Only an exact repetition of every entry counts as the answer.

═══

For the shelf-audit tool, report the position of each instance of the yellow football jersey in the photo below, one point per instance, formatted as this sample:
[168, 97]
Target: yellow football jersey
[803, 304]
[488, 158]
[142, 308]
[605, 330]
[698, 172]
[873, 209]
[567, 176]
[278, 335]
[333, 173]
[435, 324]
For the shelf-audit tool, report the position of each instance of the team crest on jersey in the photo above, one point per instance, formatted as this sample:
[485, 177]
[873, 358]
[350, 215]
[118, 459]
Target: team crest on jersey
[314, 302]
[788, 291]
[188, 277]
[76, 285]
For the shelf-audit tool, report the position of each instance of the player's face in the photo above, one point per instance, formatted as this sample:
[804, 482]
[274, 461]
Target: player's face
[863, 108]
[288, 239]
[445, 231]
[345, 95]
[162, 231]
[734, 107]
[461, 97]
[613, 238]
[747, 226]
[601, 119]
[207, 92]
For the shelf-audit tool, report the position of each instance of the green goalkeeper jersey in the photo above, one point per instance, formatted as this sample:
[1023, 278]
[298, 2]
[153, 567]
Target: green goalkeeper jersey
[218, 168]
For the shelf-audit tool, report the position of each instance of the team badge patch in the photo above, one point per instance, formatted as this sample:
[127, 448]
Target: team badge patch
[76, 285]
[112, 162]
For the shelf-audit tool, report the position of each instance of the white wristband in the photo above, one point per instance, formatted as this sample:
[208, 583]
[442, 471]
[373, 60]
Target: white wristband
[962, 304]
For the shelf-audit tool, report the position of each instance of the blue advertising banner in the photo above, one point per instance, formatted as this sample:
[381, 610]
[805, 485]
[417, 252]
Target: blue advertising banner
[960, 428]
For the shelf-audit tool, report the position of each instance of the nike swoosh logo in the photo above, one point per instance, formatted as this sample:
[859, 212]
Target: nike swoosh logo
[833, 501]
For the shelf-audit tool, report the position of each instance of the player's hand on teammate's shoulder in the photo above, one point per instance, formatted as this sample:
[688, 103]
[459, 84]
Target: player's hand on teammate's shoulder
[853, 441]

═══

> [Exercise output]:
For the shelf-audit tool, report the position of each instance of the yellow football jersey in the photo below, one point per instance, formatted as this sample:
[168, 97]
Target: yellow football jersey
[803, 304]
[488, 158]
[142, 308]
[605, 330]
[698, 172]
[873, 209]
[567, 176]
[278, 335]
[333, 173]
[435, 324]
For the shelf-audit tool, report the position of each instance of the team crest on jersey in the photo above, one point per instance, formatted as this sample:
[485, 177]
[873, 358]
[350, 215]
[118, 459]
Target: team crest on jersey
[314, 302]
[788, 291]
[188, 277]
[76, 285]
For the shelf-audit tool, report the position of each instance of the player's face in the photo above, one point per instance, formatted as this sample:
[804, 482]
[274, 461]
Target: player's face
[863, 108]
[288, 239]
[445, 231]
[345, 95]
[162, 231]
[734, 107]
[461, 97]
[613, 238]
[747, 226]
[601, 119]
[207, 92]
For the shelf-audit tool, report the position of each instance of the green goalkeeper jersey in the photo above, one point per instance, formatted as this sample:
[1023, 278]
[298, 2]
[153, 567]
Target: green goalkeeper jersey
[218, 168]
For the shelf-audit tool, report the position of each instance of the team badge patch in the photo above, one point per instance, formatted as this sample:
[127, 448]
Target: team badge patch
[76, 285]
[112, 162]
For the shelf-audit tool, report the position of each instance of the white wristband in the photo above, one point per instance, formatted as this sample:
[208, 583]
[442, 471]
[373, 60]
Target: white wristband
[962, 304]
For the shelf-audit tool, report the position of each instance of the blue advertising banner in the photo above, one point per instance, formatted as this sample:
[381, 610]
[805, 485]
[417, 252]
Target: blue advertising banner
[960, 428]
For the shelf-audit tool, report the position of each instance of the nike swoosh logo in the photo above, one point per instance, formatted as this sample:
[859, 212]
Target: nike swoosh logo
[833, 501]
For the shelf-audit tool, report the position of each instance of the player's hand on teammate's shoulder in the photo above, one point per instance, formatted as this sample:
[688, 103]
[459, 84]
Target: player's hand on teammate's shoulder
[853, 441]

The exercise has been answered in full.